[Records contained in a dataset]
:::

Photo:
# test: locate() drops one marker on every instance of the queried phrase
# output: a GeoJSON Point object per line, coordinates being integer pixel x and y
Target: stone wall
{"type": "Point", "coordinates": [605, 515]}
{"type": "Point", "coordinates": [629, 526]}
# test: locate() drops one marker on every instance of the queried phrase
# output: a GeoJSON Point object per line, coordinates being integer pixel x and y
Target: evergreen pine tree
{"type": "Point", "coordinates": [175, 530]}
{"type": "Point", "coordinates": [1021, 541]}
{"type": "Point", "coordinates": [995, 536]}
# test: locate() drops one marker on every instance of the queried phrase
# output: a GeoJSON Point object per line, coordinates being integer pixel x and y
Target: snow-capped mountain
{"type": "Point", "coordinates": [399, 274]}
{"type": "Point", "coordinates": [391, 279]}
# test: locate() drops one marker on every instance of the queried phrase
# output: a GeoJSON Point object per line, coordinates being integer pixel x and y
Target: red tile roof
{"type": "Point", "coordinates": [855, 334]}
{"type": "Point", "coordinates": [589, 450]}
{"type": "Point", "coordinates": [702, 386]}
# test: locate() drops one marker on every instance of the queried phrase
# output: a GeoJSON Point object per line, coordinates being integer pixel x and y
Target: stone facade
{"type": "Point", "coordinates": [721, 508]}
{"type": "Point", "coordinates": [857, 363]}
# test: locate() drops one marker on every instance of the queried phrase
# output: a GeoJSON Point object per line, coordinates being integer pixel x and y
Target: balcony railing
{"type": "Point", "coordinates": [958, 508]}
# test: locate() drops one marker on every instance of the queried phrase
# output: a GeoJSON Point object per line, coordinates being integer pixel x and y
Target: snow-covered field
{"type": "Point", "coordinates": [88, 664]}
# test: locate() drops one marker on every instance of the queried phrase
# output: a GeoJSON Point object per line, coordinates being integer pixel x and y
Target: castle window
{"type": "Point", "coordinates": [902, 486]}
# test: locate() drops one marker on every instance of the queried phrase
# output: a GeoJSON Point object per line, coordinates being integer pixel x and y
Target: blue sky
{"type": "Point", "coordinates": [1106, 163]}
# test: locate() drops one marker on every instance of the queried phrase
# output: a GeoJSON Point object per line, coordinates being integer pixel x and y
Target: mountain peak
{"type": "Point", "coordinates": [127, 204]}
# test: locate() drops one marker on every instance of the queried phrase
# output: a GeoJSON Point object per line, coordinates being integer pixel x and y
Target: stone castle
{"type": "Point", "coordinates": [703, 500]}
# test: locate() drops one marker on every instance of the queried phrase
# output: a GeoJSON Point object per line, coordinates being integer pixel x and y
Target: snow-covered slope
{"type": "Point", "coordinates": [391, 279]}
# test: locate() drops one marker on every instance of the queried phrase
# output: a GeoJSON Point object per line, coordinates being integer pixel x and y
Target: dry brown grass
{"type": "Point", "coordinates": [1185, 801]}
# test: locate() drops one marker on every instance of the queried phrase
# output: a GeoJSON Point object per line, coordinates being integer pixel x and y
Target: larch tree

:::

→ Aim of the exercise:
Could you write out all the data exactly as it is given?

→ Response below:
Photo:
# test: locate() drops one marker on every instance of the queried phrase
# output: a GeoJSON Point object per line, coordinates being integer pixel x and y
Target: stone wall
{"type": "Point", "coordinates": [605, 515]}
{"type": "Point", "coordinates": [629, 526]}
# test: locate() drops one marker on every instance of the queried phrase
# output: a GeoJSON Point object per line, coordinates being integer pixel x and y
Target: evergreen pine tree
{"type": "Point", "coordinates": [175, 530]}
{"type": "Point", "coordinates": [1021, 541]}
{"type": "Point", "coordinates": [995, 536]}
# test: locate() drops one marker on every instance of the queried phrase
# output: a GeoJSON Point object per line, coordinates being integer pixel x and y
Target: snow-capped mountain
{"type": "Point", "coordinates": [399, 274]}
{"type": "Point", "coordinates": [391, 279]}
# test: locate() drops one marker on every instance of the queried phrase
# output: a GeoJSON Point object per line, coordinates being integer pixel x and y
Target: red tile roof
{"type": "Point", "coordinates": [855, 334]}
{"type": "Point", "coordinates": [589, 450]}
{"type": "Point", "coordinates": [702, 386]}
# test: locate() drops one marker on every instance of the queried phrase
# output: a GeoJSON Point object per line, coordinates being integer pixel x and y
Target: stone facade
{"type": "Point", "coordinates": [721, 508]}
{"type": "Point", "coordinates": [857, 363]}
# test: locate() drops one marker on every instance of the queried phrase
# output: a GeoJSON Point object per line, coordinates being integer pixel x and y
Target: balcony railing
{"type": "Point", "coordinates": [958, 508]}
# test: locate() drops one marker on every instance of the queried phrase
# output: a GeoJSON Point object per line, coordinates being integer pixel x and y
Target: snow-covered field
{"type": "Point", "coordinates": [88, 664]}
# test: locate() drops one marker on every instance of the queried phrase
# output: a GeoJSON Point object per line, coordinates being integer pixel x and y
Target: castle window
{"type": "Point", "coordinates": [902, 486]}
# test: locate() drops one marker on every instance of the queried phrase
# output: a GeoJSON Point object per line, coordinates being integer pixel x and y
Target: blue sky
{"type": "Point", "coordinates": [1106, 163]}
# test: locate() drops one marker on every instance of the queried phrase
# output: a GeoJSON Point object per line, coordinates being integer pixel x and y
Target: mountain peak
{"type": "Point", "coordinates": [127, 204]}
# test: locate() drops one marker on every instance of the queried phrase
# output: a GeoJSON Point object per line, coordinates being integer pixel x and y
Target: stone castle
{"type": "Point", "coordinates": [703, 500]}
# test: locate() drops one marker on every instance of the queried phrase
# output: a GeoJSON Point object per line, coordinates being integer pixel x and y
Target: snow-covered slope
{"type": "Point", "coordinates": [391, 279]}
# test: locate() drops one marker on every instance of the queried phrase
# output: a GeoJSON Point object per line, coordinates being integer pixel x and y
Target: dry brown grass
{"type": "Point", "coordinates": [1185, 801]}
# test: locate() drops one marker on every instance of the queried phrase
# output: a GeoJSON Point object per line, coordinates being integer pixel x and y
Target: larch tree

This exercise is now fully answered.